---- Exercise text
It seems that as this year has progressed, the smear campaigns of the heartworm and flea preventive, Trifexis, and long acting injectable antibiotic, Convenia, based on emotion, sensationalism, and not science; have died down. Thankfully, with the exception of the minority of conspiracy devotees that will remain steadfastly unconvinced that veterinarians are complicit in a big cover-up of the mortal dangers of these medications to your pets in order to protect Big Pharma and our own profits; good sense and openness to real scientific evidence is winning the misinformation battle.
I find myself no longer having to waste precious lexam room time citing studies and my own in-hospital statistics to refute misinformation that pet owners have gotten online or through social media. The truth is that veterinarians like Convenia simply because it ensures 100% compliance with treatment of infections, overcoming barriers to compliance, such as ability to medicate pets (cats and toy breed dogs can be especially difficult to orally medicate) or owners not completing an antibiotic course seeing an improvement and wanting to save the rest to avoid paying for a veterinary visit the next time an infection may arise.
--------
### Work instruction:
Please copy the passage of the text on Trifexis and Convenia word for word, starting with "It seems that" and going on through "the misinformation battle.".
---- Supplied entries
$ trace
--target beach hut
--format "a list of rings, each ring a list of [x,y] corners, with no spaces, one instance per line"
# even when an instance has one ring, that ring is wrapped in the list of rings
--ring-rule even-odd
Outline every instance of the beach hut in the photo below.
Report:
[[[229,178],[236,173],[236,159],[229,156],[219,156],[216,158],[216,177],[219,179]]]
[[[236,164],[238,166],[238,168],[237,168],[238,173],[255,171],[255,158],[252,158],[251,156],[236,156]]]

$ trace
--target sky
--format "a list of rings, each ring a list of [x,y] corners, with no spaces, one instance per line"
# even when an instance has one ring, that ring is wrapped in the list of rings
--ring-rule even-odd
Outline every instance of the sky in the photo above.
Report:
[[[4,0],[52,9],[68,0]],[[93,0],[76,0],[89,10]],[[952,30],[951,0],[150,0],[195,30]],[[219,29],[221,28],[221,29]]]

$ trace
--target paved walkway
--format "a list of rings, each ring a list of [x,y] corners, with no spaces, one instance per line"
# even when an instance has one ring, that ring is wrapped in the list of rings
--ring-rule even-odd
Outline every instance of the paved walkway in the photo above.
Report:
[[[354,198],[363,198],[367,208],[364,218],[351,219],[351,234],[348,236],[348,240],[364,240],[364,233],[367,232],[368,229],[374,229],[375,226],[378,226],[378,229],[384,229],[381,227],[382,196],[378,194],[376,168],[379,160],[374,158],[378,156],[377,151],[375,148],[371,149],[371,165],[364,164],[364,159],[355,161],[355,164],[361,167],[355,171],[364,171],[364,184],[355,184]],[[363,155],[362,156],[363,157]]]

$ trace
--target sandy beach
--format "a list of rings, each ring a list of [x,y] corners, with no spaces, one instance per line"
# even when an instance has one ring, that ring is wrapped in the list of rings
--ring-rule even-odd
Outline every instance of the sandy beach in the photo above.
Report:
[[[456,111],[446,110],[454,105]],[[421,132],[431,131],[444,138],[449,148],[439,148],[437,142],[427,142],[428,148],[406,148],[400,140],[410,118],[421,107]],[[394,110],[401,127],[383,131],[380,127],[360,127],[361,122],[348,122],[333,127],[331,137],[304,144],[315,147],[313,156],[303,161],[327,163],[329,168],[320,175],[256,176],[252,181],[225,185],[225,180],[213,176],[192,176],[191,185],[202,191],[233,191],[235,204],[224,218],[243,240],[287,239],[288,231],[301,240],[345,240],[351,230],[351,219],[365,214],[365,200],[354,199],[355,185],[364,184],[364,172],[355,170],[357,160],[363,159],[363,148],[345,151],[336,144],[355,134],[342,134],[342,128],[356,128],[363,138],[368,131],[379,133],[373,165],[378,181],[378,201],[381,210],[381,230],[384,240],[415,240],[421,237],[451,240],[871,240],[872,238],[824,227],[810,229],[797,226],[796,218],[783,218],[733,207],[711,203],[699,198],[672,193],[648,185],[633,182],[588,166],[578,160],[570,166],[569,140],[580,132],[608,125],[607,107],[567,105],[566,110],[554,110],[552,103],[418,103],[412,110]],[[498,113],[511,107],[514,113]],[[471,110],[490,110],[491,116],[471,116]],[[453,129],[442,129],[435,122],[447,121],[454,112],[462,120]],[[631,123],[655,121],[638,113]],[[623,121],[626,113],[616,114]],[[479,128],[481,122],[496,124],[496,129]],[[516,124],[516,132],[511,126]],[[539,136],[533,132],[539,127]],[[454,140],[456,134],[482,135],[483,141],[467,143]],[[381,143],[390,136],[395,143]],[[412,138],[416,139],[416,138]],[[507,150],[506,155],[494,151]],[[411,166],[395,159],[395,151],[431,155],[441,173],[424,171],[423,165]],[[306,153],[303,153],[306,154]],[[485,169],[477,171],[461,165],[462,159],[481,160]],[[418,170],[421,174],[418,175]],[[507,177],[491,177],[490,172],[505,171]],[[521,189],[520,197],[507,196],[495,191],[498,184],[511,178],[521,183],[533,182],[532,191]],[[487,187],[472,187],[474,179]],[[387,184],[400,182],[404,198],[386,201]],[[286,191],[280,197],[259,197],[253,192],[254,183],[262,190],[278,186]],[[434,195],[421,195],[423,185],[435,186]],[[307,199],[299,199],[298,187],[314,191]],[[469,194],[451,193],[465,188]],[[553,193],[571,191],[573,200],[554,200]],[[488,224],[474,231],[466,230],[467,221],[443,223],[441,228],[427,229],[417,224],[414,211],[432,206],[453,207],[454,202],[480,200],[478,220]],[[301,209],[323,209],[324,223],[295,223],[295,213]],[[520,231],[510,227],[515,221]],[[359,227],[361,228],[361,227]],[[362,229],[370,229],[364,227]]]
--------
### Answer section:
It seems that as this year has progressed, the smear campaigns of the heartworm and flea preventive, Trifexis, and long acting injectable antibiotic, Convenia, based on emotion, sensationalism, and not science; have died down. Thankfully, with the exception of the minority of conspiracy devotees that will remain steadfastly unconvinced that veterinarians are complicit in a big cover-up of the mortal dangers of these medications to your pets in order to protect Big Pharma and our own profits; good sense and openness to real scientific evidence is winning the misinformation battle.